La consigne: Dans le texte sur la bibliothérapie, recopiez mot pour mot tout ce qui va de « En France, la » jusqu'à « les processus d’exclusion. ».

Texte à lire:
En France, la pratique de la bibliothérapie reste peu connue. Ce sont, en particulier les 3 ouvrages et personnalités suivantes qui ont permis à la bibliothérapie de trouver un écho plus large :
- 1994 – BIBLIOTHÉRAPIE. Lire c’est guérir de Marc-Alain Ouaknin
Marc-Alain Ouaknin est Docteur en philosophie, Directeur du Centre de recherches et d’études juives à Paris, Professeur de littérature comparée à l’université de Bar-Ilan (Israël).
- 2002 – ÉLOGE DE LA LECTURE. La construction de soi de Michèle Petit
Michèle Petit est anthropologue au LADYSS (CNRS/Université Paris I). Après une étude sur la lecture en milieu rural, elle a coordonné une recherche sur le rôle des bibliothèques dans la lutte contre les processus d’exclusion.

Données enregistrées:
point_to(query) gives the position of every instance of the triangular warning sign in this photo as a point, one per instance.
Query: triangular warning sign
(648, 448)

Réponse attendue:
En France, la pratique de la bibliothérapie reste peu connue. Ce sont, en particulier les 3 ouvrages et personnalités suivantes qui ont permis à la bibliothérapie de trouver un écho plus large :
- 1994 – BIBLIOTHÉRAPIE. Lire c’est guérir de Marc-Alain Ouaknin
Marc-Alain Ouaknin est Docteur en philosophie, Directeur du Centre de recherches et d’études juives à Paris, Professeur de littérature comparée à l’université de Bar-Ilan (Israël).
- 2002 – ÉLOGE DE LA LECTURE. La construction de soi de Michèle Petit
Michèle Petit est anthropologue au LADYSS (CNRS/Université Paris I). Après une étude sur la lecture en milieu rural, elle a coordonné une recherche sur le rôle des bibliothèques dans la lutte contre les processus d’exclusion.